[Exercise instructions]
Write the next part of the beam-angle lighting problem, picking up right after its last sentence.

━━━━━ Text ━━━━━

Thursday, January 10, 2019

ARCHITECTURAL | Specialty | 1 Question (EASY)

ARCHITECTURAL LIGHTING (Beam Angle)
(1 Question, Difficulty Level: EASY)
by Raison John J. Bassig

In the dining area with a 3.20-m ceiling height of the house you designed, you specified a circular hanging downlight centered above the space allocated for a dining table. According to the lamp manufacturer, its beam angle is 52°.

Your client then bought a round dining table, measuring 160cm-diameter x 62cm-high, and instructed you as her architect, that the direct lighting from the lamp should illuminate only up to the exact edge of the table. What will be the resulting mounting height of the hanging lighting fixture measured from the ceiling to accomplish your client's requirement?

(Image courtesy of Bumpermankh.com, modified)

a. About 0.94m from the ceiling
b. About 1.33m from the ceiling
c. About 1.56m from the ceiling
d. About 0.62m from the ceiling


The fixture's mounting height from the ceiling can be determined by,

Mounting Height = [ Ceiling Height ] - [ Table Height ] - [ Height of Fixture from Table ]

But the [ Height of Fixture from Table ] is unknown, so, we must solve this first.

━━━━━ Dataset rows ━━━━━

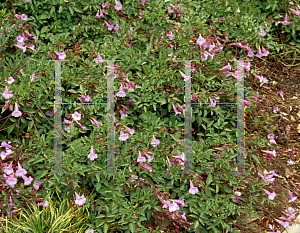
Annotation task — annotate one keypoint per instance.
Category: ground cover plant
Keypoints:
(149, 86)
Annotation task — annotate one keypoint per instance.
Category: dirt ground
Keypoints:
(281, 78)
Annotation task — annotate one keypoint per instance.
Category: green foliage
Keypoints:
(119, 203)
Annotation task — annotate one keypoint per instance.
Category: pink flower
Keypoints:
(290, 162)
(92, 154)
(42, 204)
(170, 35)
(250, 53)
(27, 181)
(154, 142)
(123, 136)
(175, 110)
(16, 112)
(80, 200)
(36, 185)
(173, 207)
(227, 67)
(271, 196)
(99, 14)
(99, 59)
(147, 167)
(284, 224)
(61, 55)
(131, 131)
(285, 22)
(76, 116)
(261, 32)
(281, 94)
(186, 78)
(10, 80)
(109, 26)
(118, 6)
(7, 94)
(121, 92)
(193, 190)
(8, 169)
(5, 145)
(11, 180)
(204, 56)
(296, 13)
(292, 197)
(141, 158)
(200, 41)
(20, 171)
(150, 158)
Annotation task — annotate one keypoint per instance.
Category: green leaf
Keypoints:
(77, 9)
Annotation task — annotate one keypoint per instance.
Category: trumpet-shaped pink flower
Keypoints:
(43, 204)
(292, 197)
(118, 6)
(76, 116)
(141, 159)
(175, 110)
(10, 80)
(123, 136)
(99, 59)
(186, 78)
(147, 167)
(261, 32)
(273, 152)
(20, 171)
(193, 190)
(8, 169)
(200, 41)
(271, 196)
(92, 155)
(285, 22)
(170, 35)
(284, 224)
(227, 67)
(99, 14)
(121, 92)
(7, 94)
(80, 200)
(27, 180)
(11, 181)
(16, 112)
(131, 131)
(61, 55)
(296, 13)
(290, 162)
(150, 158)
(36, 185)
(154, 142)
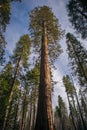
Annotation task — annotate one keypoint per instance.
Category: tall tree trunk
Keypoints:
(81, 114)
(44, 119)
(71, 113)
(11, 93)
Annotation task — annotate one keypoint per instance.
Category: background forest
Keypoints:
(43, 65)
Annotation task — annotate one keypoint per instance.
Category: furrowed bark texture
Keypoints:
(44, 119)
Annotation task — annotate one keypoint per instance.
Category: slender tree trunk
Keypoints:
(81, 115)
(44, 119)
(74, 125)
(16, 114)
(11, 93)
(77, 59)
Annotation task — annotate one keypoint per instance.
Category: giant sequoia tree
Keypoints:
(46, 31)
(77, 11)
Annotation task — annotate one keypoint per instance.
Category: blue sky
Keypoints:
(19, 25)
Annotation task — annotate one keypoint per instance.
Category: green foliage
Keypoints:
(5, 86)
(78, 58)
(38, 16)
(22, 50)
(4, 14)
(2, 48)
(68, 85)
(77, 11)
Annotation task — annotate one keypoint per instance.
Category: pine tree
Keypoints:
(45, 29)
(72, 98)
(77, 11)
(5, 86)
(21, 54)
(78, 58)
(2, 49)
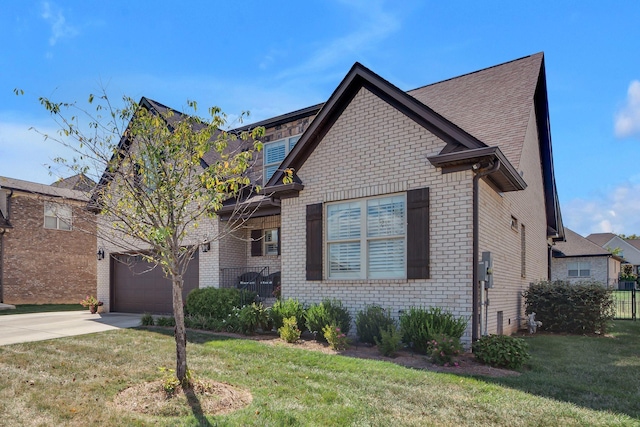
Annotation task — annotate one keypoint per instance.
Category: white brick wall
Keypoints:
(373, 149)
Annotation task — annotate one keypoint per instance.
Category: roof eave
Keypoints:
(506, 178)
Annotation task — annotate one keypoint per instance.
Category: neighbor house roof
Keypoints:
(41, 189)
(577, 246)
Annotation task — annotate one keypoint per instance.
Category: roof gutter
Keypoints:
(480, 172)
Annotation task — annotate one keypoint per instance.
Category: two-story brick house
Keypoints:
(47, 244)
(397, 195)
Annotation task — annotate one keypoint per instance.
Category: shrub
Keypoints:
(501, 351)
(420, 326)
(390, 341)
(252, 317)
(289, 331)
(147, 319)
(443, 349)
(335, 337)
(585, 307)
(370, 321)
(216, 302)
(328, 312)
(285, 309)
(167, 321)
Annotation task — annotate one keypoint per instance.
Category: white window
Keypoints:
(274, 154)
(579, 269)
(57, 217)
(366, 239)
(270, 242)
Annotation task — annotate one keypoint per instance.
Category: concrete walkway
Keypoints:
(19, 328)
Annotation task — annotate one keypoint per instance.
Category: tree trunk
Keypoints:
(180, 332)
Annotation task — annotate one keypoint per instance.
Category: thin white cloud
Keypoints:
(614, 211)
(59, 26)
(627, 122)
(376, 25)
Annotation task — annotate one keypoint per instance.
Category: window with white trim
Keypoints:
(270, 242)
(366, 238)
(579, 269)
(57, 216)
(275, 152)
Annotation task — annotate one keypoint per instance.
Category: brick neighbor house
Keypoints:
(397, 196)
(47, 244)
(578, 259)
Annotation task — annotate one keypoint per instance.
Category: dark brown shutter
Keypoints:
(314, 242)
(418, 233)
(279, 241)
(256, 242)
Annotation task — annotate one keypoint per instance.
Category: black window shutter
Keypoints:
(256, 242)
(418, 233)
(314, 242)
(279, 241)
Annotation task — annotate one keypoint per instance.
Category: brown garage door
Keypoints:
(137, 287)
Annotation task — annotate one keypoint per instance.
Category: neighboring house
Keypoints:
(396, 196)
(627, 249)
(578, 259)
(47, 244)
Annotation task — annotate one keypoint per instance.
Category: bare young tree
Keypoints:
(156, 188)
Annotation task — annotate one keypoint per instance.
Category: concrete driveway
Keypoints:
(18, 328)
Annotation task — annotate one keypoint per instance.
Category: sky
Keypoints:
(273, 57)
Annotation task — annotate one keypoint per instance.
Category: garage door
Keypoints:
(137, 287)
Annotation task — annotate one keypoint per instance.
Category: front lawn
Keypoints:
(73, 381)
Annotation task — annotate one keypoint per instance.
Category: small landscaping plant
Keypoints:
(502, 351)
(252, 317)
(335, 337)
(147, 320)
(444, 349)
(289, 331)
(419, 326)
(581, 308)
(390, 341)
(286, 308)
(371, 321)
(216, 302)
(328, 312)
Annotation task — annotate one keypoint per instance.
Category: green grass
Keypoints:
(41, 308)
(72, 381)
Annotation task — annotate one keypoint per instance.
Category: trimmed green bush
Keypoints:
(502, 351)
(419, 326)
(284, 309)
(585, 307)
(216, 302)
(370, 321)
(390, 341)
(328, 312)
(252, 317)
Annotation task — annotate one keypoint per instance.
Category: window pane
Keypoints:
(343, 221)
(50, 222)
(386, 259)
(292, 141)
(385, 217)
(344, 259)
(274, 153)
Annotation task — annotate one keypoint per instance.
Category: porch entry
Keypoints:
(258, 280)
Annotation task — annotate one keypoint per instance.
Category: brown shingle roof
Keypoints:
(600, 239)
(492, 104)
(576, 245)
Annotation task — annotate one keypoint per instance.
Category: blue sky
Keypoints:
(274, 57)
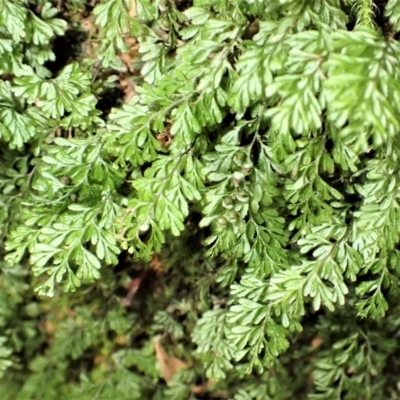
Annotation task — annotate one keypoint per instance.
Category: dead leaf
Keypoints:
(132, 11)
(169, 366)
(156, 264)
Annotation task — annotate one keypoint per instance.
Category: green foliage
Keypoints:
(245, 199)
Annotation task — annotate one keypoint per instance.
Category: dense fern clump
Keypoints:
(199, 199)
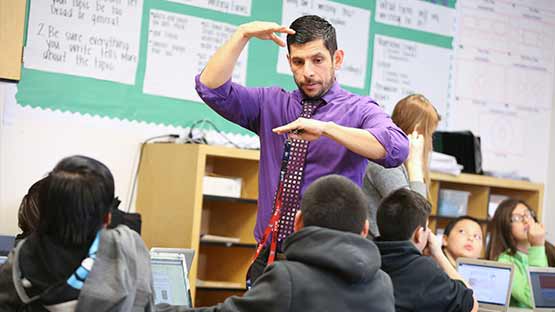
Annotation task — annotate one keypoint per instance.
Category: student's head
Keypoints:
(28, 215)
(509, 227)
(76, 200)
(334, 202)
(313, 55)
(415, 112)
(403, 215)
(463, 237)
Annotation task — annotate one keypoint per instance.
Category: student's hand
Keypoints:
(433, 248)
(265, 31)
(415, 160)
(304, 129)
(536, 234)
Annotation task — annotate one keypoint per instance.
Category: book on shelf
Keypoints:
(218, 284)
(219, 239)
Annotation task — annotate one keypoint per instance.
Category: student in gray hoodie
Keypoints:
(72, 262)
(329, 266)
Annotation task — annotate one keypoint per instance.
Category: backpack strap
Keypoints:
(18, 278)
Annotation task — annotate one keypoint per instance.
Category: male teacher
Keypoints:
(316, 130)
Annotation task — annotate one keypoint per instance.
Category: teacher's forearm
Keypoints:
(357, 141)
(219, 68)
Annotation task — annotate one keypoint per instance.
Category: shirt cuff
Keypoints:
(395, 152)
(207, 93)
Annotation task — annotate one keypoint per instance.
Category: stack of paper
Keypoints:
(445, 164)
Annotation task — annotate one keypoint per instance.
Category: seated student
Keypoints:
(28, 215)
(418, 282)
(518, 239)
(462, 237)
(330, 264)
(418, 118)
(71, 262)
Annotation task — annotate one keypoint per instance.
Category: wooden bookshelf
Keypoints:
(176, 212)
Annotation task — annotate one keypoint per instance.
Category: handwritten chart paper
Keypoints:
(89, 38)
(418, 15)
(239, 7)
(179, 46)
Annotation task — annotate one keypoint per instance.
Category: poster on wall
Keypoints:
(97, 39)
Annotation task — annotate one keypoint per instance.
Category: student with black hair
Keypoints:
(517, 238)
(345, 130)
(71, 261)
(462, 237)
(28, 214)
(329, 266)
(420, 283)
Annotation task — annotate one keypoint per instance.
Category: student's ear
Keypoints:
(107, 219)
(338, 57)
(299, 224)
(420, 236)
(365, 228)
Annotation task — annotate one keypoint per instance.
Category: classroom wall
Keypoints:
(32, 141)
(549, 202)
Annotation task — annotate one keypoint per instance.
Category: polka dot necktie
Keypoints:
(294, 178)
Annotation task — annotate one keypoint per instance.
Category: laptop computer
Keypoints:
(491, 282)
(188, 253)
(169, 273)
(542, 286)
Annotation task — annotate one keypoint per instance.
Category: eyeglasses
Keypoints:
(477, 237)
(518, 218)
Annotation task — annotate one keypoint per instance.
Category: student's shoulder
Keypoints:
(426, 266)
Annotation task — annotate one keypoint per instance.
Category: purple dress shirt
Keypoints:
(262, 109)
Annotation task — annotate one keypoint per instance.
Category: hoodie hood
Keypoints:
(355, 258)
(397, 255)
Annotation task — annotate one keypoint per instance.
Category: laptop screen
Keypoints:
(170, 282)
(543, 288)
(490, 284)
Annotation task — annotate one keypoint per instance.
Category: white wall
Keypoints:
(32, 141)
(549, 195)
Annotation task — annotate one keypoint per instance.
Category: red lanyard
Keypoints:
(273, 225)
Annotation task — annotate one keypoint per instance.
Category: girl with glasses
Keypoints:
(517, 238)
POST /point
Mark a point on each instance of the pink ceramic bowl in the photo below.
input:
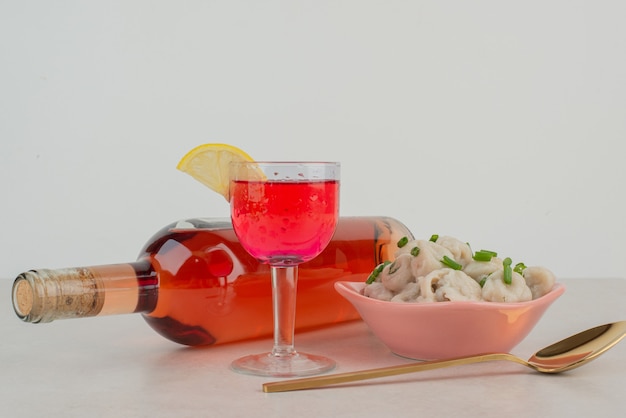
(440, 330)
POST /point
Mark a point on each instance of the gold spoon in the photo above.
(564, 355)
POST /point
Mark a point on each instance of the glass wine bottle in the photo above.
(195, 285)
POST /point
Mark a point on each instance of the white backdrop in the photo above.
(498, 122)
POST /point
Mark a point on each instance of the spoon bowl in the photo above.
(561, 356)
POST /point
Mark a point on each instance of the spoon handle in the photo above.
(320, 381)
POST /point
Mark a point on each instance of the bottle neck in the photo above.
(45, 295)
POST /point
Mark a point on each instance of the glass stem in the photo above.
(284, 285)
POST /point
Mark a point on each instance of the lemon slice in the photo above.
(208, 164)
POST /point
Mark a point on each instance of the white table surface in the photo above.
(118, 367)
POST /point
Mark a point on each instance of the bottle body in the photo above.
(195, 284)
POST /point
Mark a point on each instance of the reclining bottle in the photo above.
(195, 285)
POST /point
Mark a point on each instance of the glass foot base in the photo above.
(297, 364)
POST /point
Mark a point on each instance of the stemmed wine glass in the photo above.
(284, 214)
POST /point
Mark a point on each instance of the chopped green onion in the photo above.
(451, 263)
(519, 268)
(403, 241)
(508, 271)
(483, 255)
(374, 275)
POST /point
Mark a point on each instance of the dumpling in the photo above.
(409, 294)
(495, 290)
(448, 285)
(477, 270)
(377, 290)
(427, 259)
(461, 251)
(540, 280)
(396, 275)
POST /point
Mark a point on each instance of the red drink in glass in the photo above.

━━━━━

[Answer below]
Since the fixture is directly along the centerline of the table, we can divide the light fixture and the table in half (along their centerlines), to produce a right triangle, where we can use a simple trigonometric function (Tangent equation) to solve the unknown. By dividing the components in half, the given beam angle would also be divided in half and will serve as one of the interior angles of the right triangle, while half of the table's surface would now be the opposite side of the triangle, and the [ Height of Fixture from Table ] would be the adjacent side of the triangle,

Recall: Tan(Angle) = Opposite / Adjacent

where:
The Angle is half the given beam angle
The Opposite side is half the length of the table (or, since the table is round, the radius)
The Adjacent side is the [ Height of Fixture from Table ]

So,

Tan( [52°] / 2 ) = ( [1.6m] / 2 ) / [ Height of Fixture from Table ]
Tan(26°) = 0.8m / [ Height of Fixture from Table ]
[ Height of Fixture from Table ] = 0.8m / Tan26°
[ Height of Fixture from Table ] = 1.64m

Now that we know the [ Height of Fixture from Table ], we can solve the fixture's mounting height from the ceiling,

Mounting Height = [ Ceiling Height ] - [ Table Height ] - [ Height of Fixture from Table ]
Mounting Height = [3.20m] - [0.62m] - [1.64m]
Mounting Height = 0.94m

Here's an illustration to better understand the solution:


Therefore, the correct answer is a. About 0.94m from the ceiling.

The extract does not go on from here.